* POLECENIA DO WYKONANIA:
1. Oceń, czy stwierdzenia (a), (b) i (c) zgadzają się z tekstem o apokryfach. Przy każdym odpowiedz „tak” lub „nie” i przytocz dosłownie słowa tekstu, które o tym rozstrzygają.
(a) Według tekstu „gnoza” po grecku znaczy „wiedza”.
(b) Tekst zapowiada, że naprawione wideo zacznie działać następnego ranka.
(c) Według tekstu agnostyk twierdzi, że Bóg nie istnieje.
2. Wznów tekst o apokryfach od miejsca, w którym się urywa.

━━━━━ FRAGMENT DOKUMENTU

O ewangelii Judasza, dzieciństwie Jezusa, i historia Adama i Ewy. Czyli o tym dlaczego akurat ten, a nie inny, zestaw ksiąg powinien być w Biblii.
no w końcu apokryfy:)
Sebastian, parę odcinków wstecz też było o apokryfach, tylko tytułu nie pamiętam.
Aaaaarghrgh! Zepsuło się video.
Naprawię i dziś wieczorkiem późnym będzie już działające.
A póki co polecam audio-player.
Głos obniżony jakiś i nie zsynchronizowany :)
Fajny odcinek!
"Gnoza" to znaczy "wiedza" po grecku. Podobnie zresztą wspomniane Wedy: "weda" to też znaczy "wiedza". Agnostyk - to osoba, która twierdzi, że NIE WIE czy istnieje Bóg i na tym kończy. itd...
Hej martin co się stało z wieczorem odwykowym z wczoraj. Nie widzę go na dole strony do pobrania, nie mogłem być o 20-tej i chciałem przesłuchać koniecznie o czym ludzie gadali. Wrzuć go na serwer jak najszybciej proszę.
Już jest wszystko.
Video jest już naprawione, a nagranie z Wieczorków na stronie.
Nawiązując do tematu na wieczorach odwykowych o zbliżającym się święcie Paschy.

━━━━━━━━━━
━━━━━ WYKAZ WPISÓW

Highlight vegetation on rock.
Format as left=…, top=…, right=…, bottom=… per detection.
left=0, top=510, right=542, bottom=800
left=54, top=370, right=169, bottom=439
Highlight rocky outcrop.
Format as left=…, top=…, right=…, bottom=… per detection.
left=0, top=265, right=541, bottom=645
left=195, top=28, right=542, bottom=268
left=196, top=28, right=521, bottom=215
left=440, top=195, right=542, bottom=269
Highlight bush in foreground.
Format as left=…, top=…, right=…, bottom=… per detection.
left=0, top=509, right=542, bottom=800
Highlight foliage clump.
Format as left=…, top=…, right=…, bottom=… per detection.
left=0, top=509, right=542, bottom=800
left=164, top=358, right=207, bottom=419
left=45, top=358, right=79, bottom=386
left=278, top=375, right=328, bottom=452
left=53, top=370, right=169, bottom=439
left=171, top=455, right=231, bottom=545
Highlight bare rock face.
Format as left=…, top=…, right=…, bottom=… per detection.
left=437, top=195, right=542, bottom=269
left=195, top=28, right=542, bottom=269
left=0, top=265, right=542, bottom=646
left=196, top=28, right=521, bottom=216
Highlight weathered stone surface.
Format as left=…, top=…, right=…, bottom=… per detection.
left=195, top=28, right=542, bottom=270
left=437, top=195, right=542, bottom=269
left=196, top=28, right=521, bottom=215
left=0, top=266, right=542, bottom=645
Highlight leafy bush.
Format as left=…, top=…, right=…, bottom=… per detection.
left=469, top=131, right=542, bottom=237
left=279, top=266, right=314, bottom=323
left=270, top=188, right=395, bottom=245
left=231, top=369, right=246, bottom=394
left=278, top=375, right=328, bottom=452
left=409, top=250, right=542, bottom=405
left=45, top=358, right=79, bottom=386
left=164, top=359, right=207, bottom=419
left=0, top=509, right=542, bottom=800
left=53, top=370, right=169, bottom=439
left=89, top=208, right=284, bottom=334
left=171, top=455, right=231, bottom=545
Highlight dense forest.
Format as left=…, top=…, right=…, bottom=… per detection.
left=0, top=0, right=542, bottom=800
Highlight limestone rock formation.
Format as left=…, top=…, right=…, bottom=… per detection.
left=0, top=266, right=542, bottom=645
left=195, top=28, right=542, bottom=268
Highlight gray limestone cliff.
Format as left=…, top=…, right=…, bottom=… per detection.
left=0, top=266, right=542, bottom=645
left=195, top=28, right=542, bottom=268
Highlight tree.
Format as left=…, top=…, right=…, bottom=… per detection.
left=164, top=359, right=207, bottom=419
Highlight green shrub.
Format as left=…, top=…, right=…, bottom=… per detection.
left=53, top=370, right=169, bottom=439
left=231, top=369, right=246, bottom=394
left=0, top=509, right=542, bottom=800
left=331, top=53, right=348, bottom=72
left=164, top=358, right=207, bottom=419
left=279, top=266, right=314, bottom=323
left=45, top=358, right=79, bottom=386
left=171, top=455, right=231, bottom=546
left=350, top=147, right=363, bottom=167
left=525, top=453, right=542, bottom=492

━━━━━━━━━━

* ZESTAW ODPOWIEDZI:
1.
(a) Tak: „"Gnoza" to znaczy "wiedza" po grecku.”
(b) Nie: „dziś wieczorkiem późnym będzie już działające.”
(c) Nie: „Agnostyk - to osoba, która twierdzi, że NIE WIE czy istnieje Bóg i na tym kończy.”

2.
Pan powiedział do Mojżesza i Aarona: Takie będzie prawo dotyczące Paschy: Żaden cudzoziemiec nie może jej spożywać. Jednak niewolnik, nabyty za pieniądze, któregoś poddał obrzezaniu, może ją spożywać. Obcokrajowiec i najemnik nie mogą jej spożywać. W jednym i tym samym domu winna być spożyta. Nie można wynieść z tego domu żadnego kawałka mięsa na zewnątrz. Kości z niego łamać nie będziecie. Całe zgromadzenie Izraela będzie to zachowywało. Jeśliby cudzoziemiec przebywający u ciebie chciał obchodzić Paschę ku czci Pana, to musisz obrzezać wpierw wszystkich potomków jego domu, i wtedy dopiero dopuścić go możesz do obchodzenia Paschy, gdyż wówczas będzie miał prawa tubylców. Żaden jednak nieobrzezany nie może spożyw - Wyjścia 12:43-48.
No chyba, że jest to coś na wzór, mający na celu pokazanie symboliki w tym święcie tylko, po co nazywać to Paschą?! Widziałem też zdjęcia z takiej „Paschy”, która odbywała się w kościele rzymsko katolickim, ale może jednak coś mi się przewidziało.
Odcinek bardzo fajny, choć muszę jeszcze raz zobaczyć, bo ten, co ściągnąłem urwał się w połowie zdania.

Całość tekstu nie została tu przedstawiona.